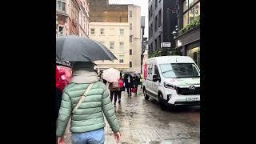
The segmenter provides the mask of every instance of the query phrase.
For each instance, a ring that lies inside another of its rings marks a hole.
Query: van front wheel
[[[160,108],[162,110],[166,110],[167,109],[166,104],[165,100],[162,98],[162,94],[160,94],[158,95],[158,101],[159,101],[159,105],[160,105]]]
[[[146,100],[149,100],[150,99],[150,96],[148,94],[146,94],[146,90],[144,89],[144,98]]]

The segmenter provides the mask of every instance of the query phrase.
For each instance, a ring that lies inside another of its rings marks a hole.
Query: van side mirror
[[[153,82],[161,82],[161,78],[159,76],[158,76],[157,74],[153,75]]]

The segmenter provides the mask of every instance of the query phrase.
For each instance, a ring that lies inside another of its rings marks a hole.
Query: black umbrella
[[[117,59],[102,43],[74,35],[56,38],[56,61],[93,62]]]

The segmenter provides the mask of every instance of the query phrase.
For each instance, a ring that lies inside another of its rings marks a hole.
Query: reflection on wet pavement
[[[200,143],[200,107],[179,107],[162,111],[157,101],[144,99],[142,91],[129,98],[122,92],[115,107],[120,123],[121,144]],[[106,121],[106,142],[114,144],[113,132]],[[70,135],[66,142],[70,143]]]

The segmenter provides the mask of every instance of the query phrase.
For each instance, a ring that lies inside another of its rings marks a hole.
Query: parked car
[[[145,99],[167,106],[200,105],[200,70],[187,56],[149,58],[143,67]]]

EXERCISE DIRECTIONS:
Could you print these entries again word for word, leaving out the pictures?

CORRECT RESULT:
The segmenter provides the mask of every instance of the query phrase.
For each instance, a ring that lies inside another of its rings marks a hole.
Query: van front wheel
[[[160,108],[162,110],[166,110],[167,109],[166,104],[165,100],[162,98],[162,94],[160,94],[158,95],[158,101],[159,101],[159,105],[160,105]]]
[[[146,100],[149,100],[150,99],[150,96],[148,94],[146,94],[146,90],[144,89],[144,98]]]

The segmenter provides the mask of every instance of the query phrase.
For each instance, a ring that lies inside another of its rings marks a hole.
Query: van side mirror
[[[153,82],[161,82],[161,78],[159,76],[158,76],[157,74],[153,75]]]

The segmenter provides the mask of every instance of the query phrase.
For each instance, a ring that lies inside another of its rings marks a hole.
Query: black umbrella
[[[117,59],[102,43],[74,35],[56,38],[56,61],[93,62]]]

The segmenter provides the mask of every instance of the query phrase.
For each instance, a ring that lies inside another of its rings marks a hole.
Query: reflection on wet pavement
[[[200,143],[200,107],[179,107],[162,111],[157,101],[144,99],[142,91],[129,98],[122,92],[115,107],[120,123],[121,144]],[[106,121],[106,142],[114,144],[113,132]],[[70,135],[66,142],[70,143]]]

The segmenter provides the mask of every instance of the query phrase.
For each instance, a ring that lies inside another of its rings marks a hole.
Query: parked car
[[[145,99],[167,106],[200,105],[200,70],[187,56],[149,58],[143,67]]]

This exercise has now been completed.